### Goal
Count the lines in the listing below that contain the string "white", matching case exactly, and reply with the number alone.

### Data to process
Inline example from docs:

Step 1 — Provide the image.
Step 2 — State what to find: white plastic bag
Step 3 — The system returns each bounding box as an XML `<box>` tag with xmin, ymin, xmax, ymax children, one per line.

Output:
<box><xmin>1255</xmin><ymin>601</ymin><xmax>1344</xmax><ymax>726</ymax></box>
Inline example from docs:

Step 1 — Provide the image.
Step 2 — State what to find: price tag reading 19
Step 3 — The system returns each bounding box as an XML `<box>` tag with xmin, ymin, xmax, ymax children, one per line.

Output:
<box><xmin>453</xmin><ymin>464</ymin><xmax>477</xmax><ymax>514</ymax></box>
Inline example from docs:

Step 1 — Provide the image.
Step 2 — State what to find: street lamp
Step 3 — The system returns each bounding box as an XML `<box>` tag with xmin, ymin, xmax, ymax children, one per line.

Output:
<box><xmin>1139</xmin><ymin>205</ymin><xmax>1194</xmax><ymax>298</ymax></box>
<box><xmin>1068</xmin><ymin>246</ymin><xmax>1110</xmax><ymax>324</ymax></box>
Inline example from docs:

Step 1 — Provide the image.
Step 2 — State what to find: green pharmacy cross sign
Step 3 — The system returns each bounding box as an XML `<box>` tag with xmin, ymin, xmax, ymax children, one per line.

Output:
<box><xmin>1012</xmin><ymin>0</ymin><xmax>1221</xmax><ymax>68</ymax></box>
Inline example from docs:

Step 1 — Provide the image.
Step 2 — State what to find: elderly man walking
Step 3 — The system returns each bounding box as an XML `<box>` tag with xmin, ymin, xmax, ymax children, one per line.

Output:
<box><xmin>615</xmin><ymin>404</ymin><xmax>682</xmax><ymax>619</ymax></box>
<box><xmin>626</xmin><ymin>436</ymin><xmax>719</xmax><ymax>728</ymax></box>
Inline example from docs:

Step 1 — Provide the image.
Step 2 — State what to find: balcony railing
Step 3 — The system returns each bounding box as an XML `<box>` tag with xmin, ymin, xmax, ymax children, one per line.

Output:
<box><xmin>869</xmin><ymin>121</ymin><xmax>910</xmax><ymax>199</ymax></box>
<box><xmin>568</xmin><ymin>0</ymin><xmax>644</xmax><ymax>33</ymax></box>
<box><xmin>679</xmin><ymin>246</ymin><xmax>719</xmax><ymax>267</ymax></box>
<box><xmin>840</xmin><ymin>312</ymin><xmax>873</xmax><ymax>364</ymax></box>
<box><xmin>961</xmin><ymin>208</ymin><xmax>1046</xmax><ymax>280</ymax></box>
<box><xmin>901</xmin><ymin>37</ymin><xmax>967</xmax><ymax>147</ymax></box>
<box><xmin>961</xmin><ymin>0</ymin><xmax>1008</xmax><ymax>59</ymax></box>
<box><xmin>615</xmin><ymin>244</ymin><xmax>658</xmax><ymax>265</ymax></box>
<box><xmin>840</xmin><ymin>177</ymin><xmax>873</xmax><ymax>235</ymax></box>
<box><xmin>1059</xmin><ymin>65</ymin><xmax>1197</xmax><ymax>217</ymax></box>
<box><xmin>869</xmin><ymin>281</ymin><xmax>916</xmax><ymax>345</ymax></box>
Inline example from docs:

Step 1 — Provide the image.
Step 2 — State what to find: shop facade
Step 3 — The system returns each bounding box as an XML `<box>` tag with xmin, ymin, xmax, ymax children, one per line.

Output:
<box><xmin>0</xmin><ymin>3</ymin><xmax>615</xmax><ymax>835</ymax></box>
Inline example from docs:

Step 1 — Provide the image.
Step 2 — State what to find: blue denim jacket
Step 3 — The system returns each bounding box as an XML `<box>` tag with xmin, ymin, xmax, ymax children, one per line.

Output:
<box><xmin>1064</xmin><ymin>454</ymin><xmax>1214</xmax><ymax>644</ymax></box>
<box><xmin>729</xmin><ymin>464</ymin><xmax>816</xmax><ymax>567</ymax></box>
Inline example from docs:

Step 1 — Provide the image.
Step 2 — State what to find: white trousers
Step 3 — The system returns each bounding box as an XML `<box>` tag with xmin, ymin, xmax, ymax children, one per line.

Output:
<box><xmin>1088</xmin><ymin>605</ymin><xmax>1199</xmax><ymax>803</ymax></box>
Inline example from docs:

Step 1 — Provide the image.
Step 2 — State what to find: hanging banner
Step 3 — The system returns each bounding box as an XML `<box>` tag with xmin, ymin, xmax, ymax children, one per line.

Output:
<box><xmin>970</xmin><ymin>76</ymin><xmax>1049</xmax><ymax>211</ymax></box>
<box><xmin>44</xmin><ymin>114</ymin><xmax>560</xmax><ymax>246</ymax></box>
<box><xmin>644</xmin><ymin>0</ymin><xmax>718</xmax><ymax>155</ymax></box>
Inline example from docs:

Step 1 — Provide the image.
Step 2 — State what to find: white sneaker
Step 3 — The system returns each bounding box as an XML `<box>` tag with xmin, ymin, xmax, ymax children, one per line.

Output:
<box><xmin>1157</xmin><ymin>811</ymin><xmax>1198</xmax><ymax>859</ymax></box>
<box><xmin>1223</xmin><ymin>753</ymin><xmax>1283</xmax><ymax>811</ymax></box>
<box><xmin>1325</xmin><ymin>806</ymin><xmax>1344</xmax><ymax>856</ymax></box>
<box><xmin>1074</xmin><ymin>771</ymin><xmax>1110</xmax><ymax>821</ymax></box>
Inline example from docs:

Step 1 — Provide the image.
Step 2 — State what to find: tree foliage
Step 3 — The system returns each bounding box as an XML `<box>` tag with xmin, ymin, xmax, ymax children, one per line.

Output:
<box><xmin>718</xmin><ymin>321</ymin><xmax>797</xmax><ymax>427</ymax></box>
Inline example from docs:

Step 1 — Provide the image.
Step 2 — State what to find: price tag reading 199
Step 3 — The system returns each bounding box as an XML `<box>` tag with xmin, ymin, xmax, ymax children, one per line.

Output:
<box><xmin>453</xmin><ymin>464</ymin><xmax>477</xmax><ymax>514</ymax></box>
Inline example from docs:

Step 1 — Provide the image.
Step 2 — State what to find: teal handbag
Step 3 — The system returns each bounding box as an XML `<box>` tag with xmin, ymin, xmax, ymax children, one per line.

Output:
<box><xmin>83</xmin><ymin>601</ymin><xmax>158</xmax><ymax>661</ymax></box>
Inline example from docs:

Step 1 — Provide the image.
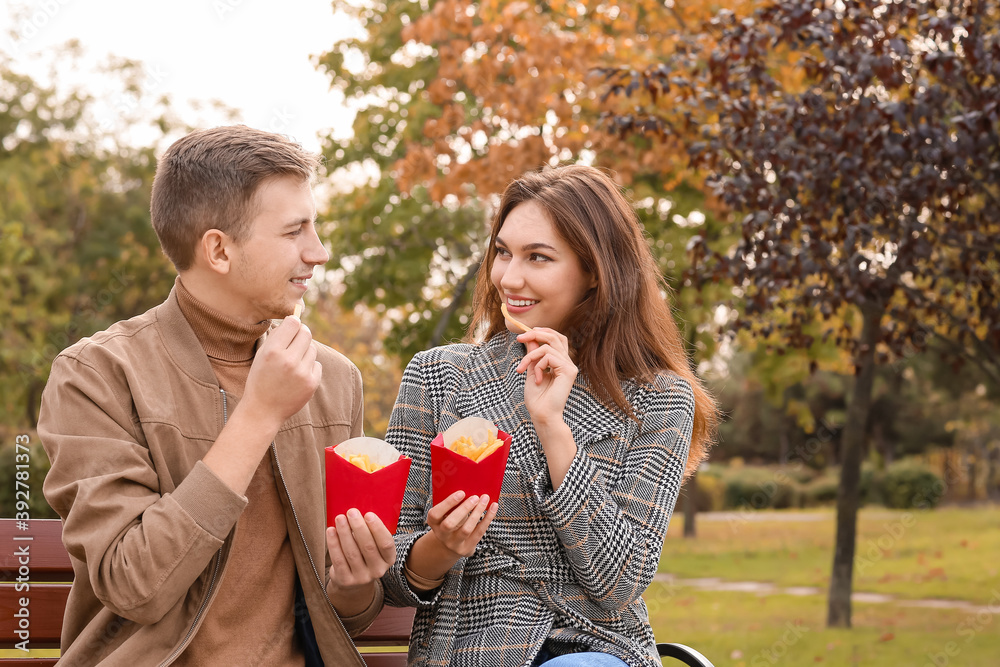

### Result for this exercise
3